En revanche, la multitude de “compléments alimentaires” pour sportifs est, dans la très grande majorité des cas, parfaitement inutile. “Si une personne présente une carence, alors pourquoi pas, mais ce sera toujours après un rééquilibrage nutritionnel avec les conseils d’un médecin. S’il n’y a pas de carence, ils peuvent même se révéler dangereux parce qu’on risque de dépasser les doses recommandées, alerte Laura Albaladejo. Il faut aussi se méfier des naturopathes qui prescrivent des compléments souvent très chers alors qu’ils n’apportent aucun bénéfice”.

Quelques heures avant le départ, il est en revanche déconseillé d’avoir un apport en fibre et en gras trop important, car cela peut perturber le transit et retarder le temps de digestion, ce qui peut provoquer des problèmes digestifs. Il est d’ailleurs recommandé de rester hydraté tout au long de l’épreuve et de ne pas se lancer dans une longue distance avant deux, voire trois heures après un gros repas. Sinon, les pratiquants de sports de longues distances peuvent être confrontés aux “diarrhées du coureur”, pendant ou juste après la course. Des études scientifiques montrent que jusqu’à 62 % des marathoniens ont déjà rencontré ce désagrément. Le mécanisme n’est pas bien connu, mais l’une des hypothèses est que pendant la course, le corps active le système nerveux sympathique qui détourne le flux sanguin des intestins vers les muscles, ce qui peut les rendre plus vulnérables aux toxines qui causent les diarrhées. Il est également possible que l’impact mécanique sur les organes lors de la course contribue à ces désagréments.

(Entrées du jeu de données)
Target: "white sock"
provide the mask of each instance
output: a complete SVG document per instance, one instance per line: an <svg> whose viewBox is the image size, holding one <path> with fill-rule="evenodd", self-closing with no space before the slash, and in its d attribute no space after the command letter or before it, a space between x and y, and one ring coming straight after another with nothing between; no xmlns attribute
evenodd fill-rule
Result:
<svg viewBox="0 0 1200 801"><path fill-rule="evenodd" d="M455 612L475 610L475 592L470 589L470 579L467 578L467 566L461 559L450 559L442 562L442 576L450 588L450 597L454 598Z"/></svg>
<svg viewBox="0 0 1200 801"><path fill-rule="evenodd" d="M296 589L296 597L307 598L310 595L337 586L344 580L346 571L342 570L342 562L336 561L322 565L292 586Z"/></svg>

--

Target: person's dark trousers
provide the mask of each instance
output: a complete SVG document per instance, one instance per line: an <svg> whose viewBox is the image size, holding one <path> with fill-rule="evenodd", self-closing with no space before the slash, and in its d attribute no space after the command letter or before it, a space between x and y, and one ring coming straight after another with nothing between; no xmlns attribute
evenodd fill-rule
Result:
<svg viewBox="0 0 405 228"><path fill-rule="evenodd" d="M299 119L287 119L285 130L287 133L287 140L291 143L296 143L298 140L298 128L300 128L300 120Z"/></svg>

CONSIGNES =>
a - Comment traduire en anglais cette phrase du texte sur l'alimentation des sportifs : « Des études scientifiques montrent que jusqu’à 62 % des marathoniens ont déjà rencontré ce désagrément. » ?
b - Peux-tu résumer en deux phrases le texte sur l'alimentation des sportifs ?
c - Peux-tu prolonger le texte sur l'alimentation des sportifs à partir de sa dernière phrase ?

RÉPONSES FOURNIES =>
a - Scientific studies show that up to 62% of marathon runners have already experienced this discomfort.

b - Selon Laura Albaladejo, la plupart des compléments alimentaires pour sportifs sont inutiles, voire dangereux en l'absence de carence, et il faut se méfier des naturopathes qui en prescrivent de très chers. Quelques heures avant une course, un apport trop important en fibres et en gras est déconseillé, car il peut provoquer des troubles digestifs comme les « diarrhées du coureur », dont le mécanisme reste mal connu.

c -
Gels, barres, boissons énergétiques, du marketing

Pendant l’épreuve, surtout les courses ou entraînements qui dépassent une heure et demie, il convient d’avoir un apport en sucre régulier. C’est là qu’interviennent les barres et autres gels, qui contiennent parfois quelques protéines et, plus rarement, du sel. “L’apport en sodium est pourtant très important lors d’une épreuve longue et s’il fait chaud, car on en perd beaucoup par la transpiration”, indique Laura Albaladejo. Mais il ne faut pas se bercer d’illusions concernant les prétentions de ces produits. “Il y a beaucoup de marketing : les boissons de récupération et autres gels “énergétiques” peuvent éventuellement favoriser la biodisponibilité de certains nutriments utiles à la performance, mais est-il vraiment nécessaire d’acheter tout ça ? C’est bien moins sûr”, indique le professeur Nicolas Babault, chercheur au Centre d’Expertise de la Performance G. Cometti (Inserm, Université de Bourgogne). L’Agence nationale sécurité sanitaire alimentaire elle-même s’est fendue d’un communiqué, en janvier 2023, pour mettre en garde les consommateurs. Les boissons, poudres et pastilles riches en électrolytes ne semblent pas non plus d’une grande aide pour la performance.

Quand aux gels censés être bourrés de vitamines, les sociétés savantes américaine et canadienne de nutrition ont récemment publié des communiqués rappelant qu’il n’y a aucun bénéfice à en consommer pendant l’effort, d’autant qu’ils contiennent parfois de nombreux additifs qui ne sont en rien bénéfiques, au contraire. Ils peuvent, en revanche, apporter un certain confort grâce à leur forme qui facilite le transport et l’ingestion. “Mais tous ces produits sont souvent chers, alors qu’il est aisé de faire des boissons à base de sucre et de sel à la maison, voire des jus de fruit frais dans lequel on ajoute une cuillère de sel”, illustre le chercheur.

Plus généralement, les nutritionnistes conseillent de tester tout au long de l’année les aliments avant de s’entraîner, afin de savoir ce qui convient à chacun. Et en cas de doute, des sources fiables reposant sur la littérature scientifique sont disponibles facilement, comme le site Internet du Centre de Ressources et d’Informations Nutritionnelles (Cerin) ou celui de la Société française de nutrition du sport.